+++ Record list

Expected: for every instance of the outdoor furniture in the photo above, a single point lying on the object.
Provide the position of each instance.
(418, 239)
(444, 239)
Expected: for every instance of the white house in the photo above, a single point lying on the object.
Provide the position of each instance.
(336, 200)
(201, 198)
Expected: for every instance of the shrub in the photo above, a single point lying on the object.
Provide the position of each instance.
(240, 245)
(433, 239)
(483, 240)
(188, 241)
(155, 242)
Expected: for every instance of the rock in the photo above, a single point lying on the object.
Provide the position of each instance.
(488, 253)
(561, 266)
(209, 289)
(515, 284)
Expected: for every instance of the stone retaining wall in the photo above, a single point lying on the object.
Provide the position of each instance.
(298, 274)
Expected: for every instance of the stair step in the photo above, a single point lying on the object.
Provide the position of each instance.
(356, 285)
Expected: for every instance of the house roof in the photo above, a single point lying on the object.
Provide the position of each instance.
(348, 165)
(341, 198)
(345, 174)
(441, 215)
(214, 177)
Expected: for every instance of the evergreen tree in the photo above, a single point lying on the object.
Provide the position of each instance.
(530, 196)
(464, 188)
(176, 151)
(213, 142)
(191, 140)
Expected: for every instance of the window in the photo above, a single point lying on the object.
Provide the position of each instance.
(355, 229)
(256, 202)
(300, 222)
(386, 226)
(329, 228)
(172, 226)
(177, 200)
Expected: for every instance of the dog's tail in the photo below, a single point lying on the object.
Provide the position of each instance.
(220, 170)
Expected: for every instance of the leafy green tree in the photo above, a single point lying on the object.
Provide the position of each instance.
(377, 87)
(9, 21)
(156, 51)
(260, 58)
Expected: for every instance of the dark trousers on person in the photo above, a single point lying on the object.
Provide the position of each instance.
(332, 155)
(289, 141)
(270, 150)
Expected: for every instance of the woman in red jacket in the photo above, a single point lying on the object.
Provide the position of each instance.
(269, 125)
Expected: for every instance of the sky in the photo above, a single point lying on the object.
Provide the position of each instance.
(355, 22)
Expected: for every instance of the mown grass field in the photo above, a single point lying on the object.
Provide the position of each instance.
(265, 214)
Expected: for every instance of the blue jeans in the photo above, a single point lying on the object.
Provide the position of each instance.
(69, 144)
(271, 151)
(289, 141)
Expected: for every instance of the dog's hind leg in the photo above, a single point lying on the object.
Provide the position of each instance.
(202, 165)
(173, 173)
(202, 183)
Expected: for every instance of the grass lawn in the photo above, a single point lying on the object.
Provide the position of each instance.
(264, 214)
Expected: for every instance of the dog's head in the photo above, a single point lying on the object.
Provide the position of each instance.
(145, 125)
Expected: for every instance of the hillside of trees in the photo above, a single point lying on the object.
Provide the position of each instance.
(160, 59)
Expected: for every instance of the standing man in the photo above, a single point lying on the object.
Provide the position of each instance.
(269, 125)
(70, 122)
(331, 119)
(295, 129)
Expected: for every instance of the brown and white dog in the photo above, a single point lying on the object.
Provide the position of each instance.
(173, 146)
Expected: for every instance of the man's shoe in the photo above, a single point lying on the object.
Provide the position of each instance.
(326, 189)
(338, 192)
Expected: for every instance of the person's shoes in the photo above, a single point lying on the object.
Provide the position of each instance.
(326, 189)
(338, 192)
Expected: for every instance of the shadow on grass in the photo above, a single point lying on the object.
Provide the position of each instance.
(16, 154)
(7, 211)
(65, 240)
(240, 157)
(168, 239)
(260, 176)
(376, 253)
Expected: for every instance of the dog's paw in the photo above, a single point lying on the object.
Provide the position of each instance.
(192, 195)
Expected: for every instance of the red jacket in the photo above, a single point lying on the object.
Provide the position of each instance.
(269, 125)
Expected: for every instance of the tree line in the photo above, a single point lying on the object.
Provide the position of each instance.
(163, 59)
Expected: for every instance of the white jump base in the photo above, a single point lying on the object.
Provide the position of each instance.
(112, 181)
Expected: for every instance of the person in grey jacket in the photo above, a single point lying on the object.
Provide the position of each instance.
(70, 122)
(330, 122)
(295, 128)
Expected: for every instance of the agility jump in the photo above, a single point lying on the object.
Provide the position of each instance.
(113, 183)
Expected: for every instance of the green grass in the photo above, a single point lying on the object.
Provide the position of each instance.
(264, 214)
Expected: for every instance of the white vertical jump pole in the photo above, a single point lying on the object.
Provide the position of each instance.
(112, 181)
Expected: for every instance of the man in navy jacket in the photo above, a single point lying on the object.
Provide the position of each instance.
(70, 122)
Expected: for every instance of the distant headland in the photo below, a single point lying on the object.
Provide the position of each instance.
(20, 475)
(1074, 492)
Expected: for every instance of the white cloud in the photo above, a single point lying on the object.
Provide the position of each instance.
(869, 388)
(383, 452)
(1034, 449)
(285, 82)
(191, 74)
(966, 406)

++++++

=== Written problem ===
Quote all of the items above word for word, from the first to the last.

=== Full solution ===
Expected: for every instance of the outdoor furniture in the photo above, a single point lying on the object.
Provide the position of each instance.
(418, 239)
(444, 239)
Expected: for every instance of the white house in the photo above, a single point lying on the object.
Provide the position of each instance.
(336, 200)
(201, 198)
Expected: for every instance of the shrub in the photo above, a single point lying on the object.
Provide the position of each instance.
(240, 245)
(433, 239)
(483, 240)
(188, 241)
(155, 242)
Expected: for every instance of the rock in the photo above, a single point lying on the object.
Provide the position of each instance.
(488, 253)
(561, 266)
(209, 289)
(515, 284)
Expected: for every instance of the stone retaining wall in the photo above, a single point lying on the object.
Provide the position of each instance.
(298, 274)
Expected: for every instance of the stair step in the photo above, a single point lying on the object.
Provide the position of each instance.
(356, 285)
Expected: for every instance of the house roof in the photo above, a single point lying on the object.
Provide the position of each instance.
(348, 165)
(341, 198)
(345, 174)
(441, 215)
(214, 177)
Expected: for every instance of the evergreen tree in the photo above, a single point lying on the object.
Provide the position of each instance.
(530, 196)
(464, 188)
(176, 151)
(213, 142)
(191, 140)
Expected: for every instance of the window in the photo above, a single point lying on the object.
Provide the position of each instance.
(355, 229)
(256, 202)
(300, 222)
(386, 226)
(329, 228)
(172, 226)
(177, 200)
Expected: for every instance of the dog's tail in the photo below, a single point lying on the object.
Provide the position of each instance.
(220, 170)
Expected: for every instance of the leafy green tree in the photo above, a single point lying on the object.
Provide the position of each instance.
(377, 87)
(9, 21)
(156, 51)
(260, 58)
Expected: for every instance of the dark trousers on person in the photo above, a single point lying on the object.
Provide the position of each instance.
(332, 155)
(289, 141)
(270, 150)
Expected: for every instance of the woman in red jacket in the photo above, a single point lying on the object.
Provide the position of each instance.
(269, 125)
Expected: for every instance of the sky in the photo above, a single point lying on the object.
Provide the position of each instance.
(355, 22)
Expected: for every instance of the mown grass field in the photo above, a single point lying on the object.
Provide the position of each instance.
(265, 214)
Expected: for every instance of the blue jeans in the photo above, a single point lying on the object.
Provide the position of each instance.
(69, 144)
(271, 151)
(289, 141)
Expected: for every instance of the dog's hind leg in the photo above, a single point lying on the object.
Provide the position of each instance.
(202, 165)
(173, 173)
(202, 183)
Expected: for every instance of the grass lawn in the photo above, a single point lying on the object.
Provide the position of each instance.
(264, 214)
Expected: for every instance of the dog's head in the photo above, a single point lying on the object.
Provide the position of each instance.
(145, 125)
Expected: for every instance of the hillside of trees in the photo above, a single point lying on the object.
Provide the position of each instance.
(160, 59)
Expected: for every instance of the standing man in the photo above, a single point lying on the object.
Provide the position of each instance.
(269, 125)
(70, 122)
(331, 119)
(295, 129)
Expected: for every instance of the brown and white dog in the photo above, a single point lying on the object.
Provide the position of each instance.
(173, 146)
Expected: for every instance of the man's shoe in the photo above, a single point lying on the object.
Provide the position of each instance.
(326, 189)
(338, 192)
Expected: for every instance of the person's shoes in the photo above, a single point lying on the object.
Provide the position of each instance.
(326, 189)
(338, 192)
Expected: for every instance of the shadow on grass in the photo above, a single point lying on the object.
Provide the position of each instance.
(16, 154)
(7, 211)
(65, 240)
(240, 157)
(168, 239)
(260, 176)
(376, 253)
Expected: for every instance of the dog's paw in the photo above, a single point lying on the object.
Provide the position of each instance.
(192, 195)
Expected: for every instance of the red jacket in the photo above, a single point lying on the object.
Provide the position of each instance.
(269, 125)
Expected: for every instance of the tree line in the photo above, a single point lying on the object.
Provide the position of each instance.
(163, 59)
Expected: for every instance of the white jump base in the photo above, a single point lying on the object.
Provide the position of each instance.
(112, 181)
Expected: for every instance of the person in grey jacket in the photo above, a single point lying on the object.
Provide the position of each instance.
(70, 122)
(330, 122)
(295, 128)
Expected: for every instance of the agility jump in the photo above, a single point lying on the object.
Provide the position of each instance.
(113, 183)
Expected: for every instance of the green grass in the photo above, a single point lying on the object.
Provide the position of each instance.
(264, 214)
Expected: for every instance of the white vertical jump pole in the photo above, a single point lying on the object.
Provide the position of each instance.
(112, 181)
Expected: for every instance of the man in navy jacket in the photo above, a single point lying on the object.
Provide the position of each instance.
(70, 122)
Expected: for every instance of the distant headland in the photo below, a single point lying on the object.
Provide the position of each instance.
(20, 475)
(1074, 492)
Expected: for every instance of the white cloud in the photo above, a single point lying on the object.
Provide the position of each instance.
(869, 388)
(383, 452)
(1034, 449)
(285, 82)
(191, 74)
(966, 406)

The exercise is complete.